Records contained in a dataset
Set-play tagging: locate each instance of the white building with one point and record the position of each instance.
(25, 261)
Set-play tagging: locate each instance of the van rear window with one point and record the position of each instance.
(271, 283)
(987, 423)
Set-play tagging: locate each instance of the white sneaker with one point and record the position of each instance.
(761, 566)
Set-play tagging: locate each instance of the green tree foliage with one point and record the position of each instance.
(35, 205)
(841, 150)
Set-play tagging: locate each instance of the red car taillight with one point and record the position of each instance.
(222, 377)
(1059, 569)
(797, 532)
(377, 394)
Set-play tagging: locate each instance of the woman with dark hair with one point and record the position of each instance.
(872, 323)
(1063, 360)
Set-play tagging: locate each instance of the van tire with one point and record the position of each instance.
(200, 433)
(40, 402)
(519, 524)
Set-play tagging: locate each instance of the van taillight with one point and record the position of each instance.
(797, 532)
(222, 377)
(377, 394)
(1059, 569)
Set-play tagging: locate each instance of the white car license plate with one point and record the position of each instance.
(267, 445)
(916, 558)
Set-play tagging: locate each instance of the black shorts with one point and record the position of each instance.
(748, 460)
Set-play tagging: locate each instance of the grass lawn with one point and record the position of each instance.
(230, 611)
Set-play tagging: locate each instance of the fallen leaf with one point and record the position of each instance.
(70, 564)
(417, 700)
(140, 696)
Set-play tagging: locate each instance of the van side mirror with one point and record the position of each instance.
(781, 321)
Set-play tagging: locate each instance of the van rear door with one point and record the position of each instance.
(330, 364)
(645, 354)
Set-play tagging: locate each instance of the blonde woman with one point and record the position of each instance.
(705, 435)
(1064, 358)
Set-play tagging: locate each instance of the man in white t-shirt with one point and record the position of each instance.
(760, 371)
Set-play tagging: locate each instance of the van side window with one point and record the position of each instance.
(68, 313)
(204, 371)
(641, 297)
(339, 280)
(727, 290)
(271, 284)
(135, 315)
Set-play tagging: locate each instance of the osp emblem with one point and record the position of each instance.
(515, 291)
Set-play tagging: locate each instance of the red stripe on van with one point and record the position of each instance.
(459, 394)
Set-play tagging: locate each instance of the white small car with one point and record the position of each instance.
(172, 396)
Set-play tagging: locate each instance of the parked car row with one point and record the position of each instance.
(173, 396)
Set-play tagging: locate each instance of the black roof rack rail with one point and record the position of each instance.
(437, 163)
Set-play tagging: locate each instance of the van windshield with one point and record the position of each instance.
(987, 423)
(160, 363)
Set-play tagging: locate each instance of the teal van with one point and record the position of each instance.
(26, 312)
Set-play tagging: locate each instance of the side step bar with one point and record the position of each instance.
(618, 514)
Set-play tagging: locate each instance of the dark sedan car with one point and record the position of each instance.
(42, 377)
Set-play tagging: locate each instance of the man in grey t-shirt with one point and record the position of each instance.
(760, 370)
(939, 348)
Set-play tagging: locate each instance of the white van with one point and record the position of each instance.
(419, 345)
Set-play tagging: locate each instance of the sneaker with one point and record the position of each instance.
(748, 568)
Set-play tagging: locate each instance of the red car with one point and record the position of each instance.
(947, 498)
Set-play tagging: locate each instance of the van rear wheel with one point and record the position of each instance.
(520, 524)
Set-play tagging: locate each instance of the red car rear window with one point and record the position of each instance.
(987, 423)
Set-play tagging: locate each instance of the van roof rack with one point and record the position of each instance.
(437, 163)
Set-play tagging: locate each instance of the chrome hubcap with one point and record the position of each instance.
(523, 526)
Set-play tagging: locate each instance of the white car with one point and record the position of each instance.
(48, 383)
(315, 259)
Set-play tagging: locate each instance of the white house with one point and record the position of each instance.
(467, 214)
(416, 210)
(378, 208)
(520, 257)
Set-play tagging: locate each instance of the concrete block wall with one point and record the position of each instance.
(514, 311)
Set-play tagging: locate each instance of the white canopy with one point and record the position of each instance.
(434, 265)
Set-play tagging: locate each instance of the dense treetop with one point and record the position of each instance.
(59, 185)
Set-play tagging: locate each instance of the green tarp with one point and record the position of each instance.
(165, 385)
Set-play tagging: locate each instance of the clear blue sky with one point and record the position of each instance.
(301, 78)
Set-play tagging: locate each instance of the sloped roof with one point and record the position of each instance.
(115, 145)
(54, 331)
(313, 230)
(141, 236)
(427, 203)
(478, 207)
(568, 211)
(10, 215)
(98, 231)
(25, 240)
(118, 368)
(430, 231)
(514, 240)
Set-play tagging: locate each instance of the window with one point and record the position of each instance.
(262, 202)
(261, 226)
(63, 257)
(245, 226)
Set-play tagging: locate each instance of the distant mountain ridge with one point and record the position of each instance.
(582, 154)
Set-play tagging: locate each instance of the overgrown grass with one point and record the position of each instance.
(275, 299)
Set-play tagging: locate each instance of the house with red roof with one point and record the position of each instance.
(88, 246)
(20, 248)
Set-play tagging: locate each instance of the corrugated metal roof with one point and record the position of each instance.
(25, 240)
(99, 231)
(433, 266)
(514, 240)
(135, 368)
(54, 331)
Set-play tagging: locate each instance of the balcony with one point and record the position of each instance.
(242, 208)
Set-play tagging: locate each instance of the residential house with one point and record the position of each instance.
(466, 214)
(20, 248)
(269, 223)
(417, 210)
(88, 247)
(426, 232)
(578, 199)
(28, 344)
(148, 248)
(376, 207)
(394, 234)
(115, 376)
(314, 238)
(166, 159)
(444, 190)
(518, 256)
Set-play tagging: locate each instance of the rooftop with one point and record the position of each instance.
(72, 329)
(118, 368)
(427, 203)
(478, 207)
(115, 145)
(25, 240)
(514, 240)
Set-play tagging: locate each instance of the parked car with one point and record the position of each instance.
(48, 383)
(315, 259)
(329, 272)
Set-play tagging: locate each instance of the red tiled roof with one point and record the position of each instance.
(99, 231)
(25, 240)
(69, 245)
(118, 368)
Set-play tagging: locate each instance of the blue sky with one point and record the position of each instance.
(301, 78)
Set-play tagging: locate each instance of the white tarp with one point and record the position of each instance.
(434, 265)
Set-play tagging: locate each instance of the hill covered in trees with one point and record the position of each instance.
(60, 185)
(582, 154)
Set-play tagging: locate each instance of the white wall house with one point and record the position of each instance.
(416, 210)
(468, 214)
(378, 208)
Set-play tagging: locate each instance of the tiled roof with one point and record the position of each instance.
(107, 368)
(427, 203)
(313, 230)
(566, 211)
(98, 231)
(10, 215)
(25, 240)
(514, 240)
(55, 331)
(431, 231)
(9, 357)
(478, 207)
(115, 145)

> _EXERCISE INSTRUCTIONS_
What you give back should be the lines from the one with "Set-play tagging: locate each instance of the blue" to the end of the data, copied exactly, both ends included.

> _RESPONSE AREA_
Set-play tagging: locate each instance of the blue sky with one point and record the position of each instance.
(301, 78)
Set-play tagging: locate each instance of the white tarp with one point and record the position of each instance.
(434, 265)
Set-play tagging: locate each instance of the hill covered in trees with one point and record the position of each instance.
(60, 185)
(582, 154)
Set-play tagging: locate each instance of the white wall house with one point and record the position of each instance.
(416, 210)
(468, 214)
(378, 208)
Set-play tagging: locate each instance of the tiled roof with one point and record the position of each instance.
(107, 368)
(427, 203)
(313, 230)
(566, 211)
(98, 231)
(10, 215)
(25, 240)
(514, 240)
(55, 331)
(431, 231)
(9, 357)
(478, 207)
(115, 145)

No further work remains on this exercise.